---------- Materials provided
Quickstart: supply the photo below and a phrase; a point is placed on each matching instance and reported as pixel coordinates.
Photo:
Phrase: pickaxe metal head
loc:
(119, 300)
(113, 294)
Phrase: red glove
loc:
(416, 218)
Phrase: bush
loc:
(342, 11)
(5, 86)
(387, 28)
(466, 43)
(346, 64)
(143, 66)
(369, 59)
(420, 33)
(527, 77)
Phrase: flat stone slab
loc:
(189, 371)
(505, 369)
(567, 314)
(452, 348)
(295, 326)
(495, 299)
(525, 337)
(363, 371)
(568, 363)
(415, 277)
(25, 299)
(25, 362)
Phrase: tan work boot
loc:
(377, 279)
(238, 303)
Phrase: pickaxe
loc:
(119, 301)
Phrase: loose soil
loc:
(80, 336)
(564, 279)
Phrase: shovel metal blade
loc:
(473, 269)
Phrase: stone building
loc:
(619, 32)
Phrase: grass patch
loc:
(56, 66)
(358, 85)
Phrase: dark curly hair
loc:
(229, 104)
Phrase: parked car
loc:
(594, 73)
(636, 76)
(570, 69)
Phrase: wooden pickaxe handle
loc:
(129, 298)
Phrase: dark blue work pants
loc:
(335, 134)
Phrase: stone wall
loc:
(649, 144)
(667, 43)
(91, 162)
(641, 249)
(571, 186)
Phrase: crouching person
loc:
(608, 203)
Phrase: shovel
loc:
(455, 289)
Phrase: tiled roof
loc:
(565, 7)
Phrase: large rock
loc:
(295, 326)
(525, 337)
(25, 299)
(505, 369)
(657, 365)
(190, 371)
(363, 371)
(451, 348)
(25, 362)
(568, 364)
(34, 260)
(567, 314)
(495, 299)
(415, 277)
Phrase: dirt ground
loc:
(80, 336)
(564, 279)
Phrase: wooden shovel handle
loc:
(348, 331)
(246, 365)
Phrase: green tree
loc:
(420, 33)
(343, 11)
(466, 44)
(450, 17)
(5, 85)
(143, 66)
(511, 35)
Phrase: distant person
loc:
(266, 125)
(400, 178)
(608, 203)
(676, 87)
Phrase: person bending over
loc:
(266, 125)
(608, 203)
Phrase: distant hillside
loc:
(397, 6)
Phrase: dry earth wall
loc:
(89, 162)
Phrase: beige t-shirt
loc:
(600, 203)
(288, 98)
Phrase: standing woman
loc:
--------------------
§ **What this task involves**: Arrange the lines from the one containing "Phrase: tiled roof" through the end of the records as a JSON list of strings, one string per line, leaving out any blank lines.

§ **Exercise solution**:
[
  "Phrase: tiled roof",
  "loc:",
  "(565, 7)",
  "Phrase: large rock",
  "loc:",
  "(295, 326)",
  "(525, 337)",
  "(25, 299)",
  "(505, 369)",
  "(657, 365)",
  "(190, 371)",
  "(363, 371)",
  "(451, 348)",
  "(25, 362)",
  "(568, 364)",
  "(34, 260)",
  "(567, 314)",
  "(495, 299)",
  "(415, 277)",
  "Phrase: dirt ground",
  "loc:",
  "(80, 336)",
  "(564, 279)",
  "Phrase: wooden shovel handle",
  "loc:",
  "(348, 331)",
  "(246, 365)",
  "Phrase: green tree",
  "loc:",
  "(420, 33)",
  "(343, 11)",
  "(466, 44)",
  "(450, 17)",
  "(5, 85)",
  "(143, 66)",
  "(511, 35)",
  "Phrase: distant person",
  "loc:",
  "(266, 125)",
  "(400, 178)",
  "(608, 203)",
  "(676, 87)",
  "Phrase: person bending over",
  "loc:",
  "(266, 125)",
  "(608, 203)",
  "Phrase: distant hillside",
  "loc:",
  "(397, 6)",
  "Phrase: dry earth wall",
  "loc:",
  "(89, 162)",
  "Phrase: beige t-shirt",
  "loc:",
  "(600, 203)",
  "(288, 98)",
  "Phrase: standing woman",
  "loc:"
]